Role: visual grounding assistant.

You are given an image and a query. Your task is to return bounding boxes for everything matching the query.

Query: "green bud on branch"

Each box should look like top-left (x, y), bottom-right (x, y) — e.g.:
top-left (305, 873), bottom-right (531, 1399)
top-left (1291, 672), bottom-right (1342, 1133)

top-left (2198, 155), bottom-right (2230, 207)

===============

Action item: Copy every entry exactly, leaving nothing out.

Task output:
Role: visual grounding assistant.

You are given an image and a query. Your task is to return bounding boxes for everything matching the query.

Query: "green bud on branch"

Each box should look like top-left (x, y), bottom-right (x, y) — e.g.:
top-left (305, 873), bottom-right (531, 1399)
top-left (1291, 672), bottom-right (1342, 1133)

top-left (2198, 155), bottom-right (2230, 207)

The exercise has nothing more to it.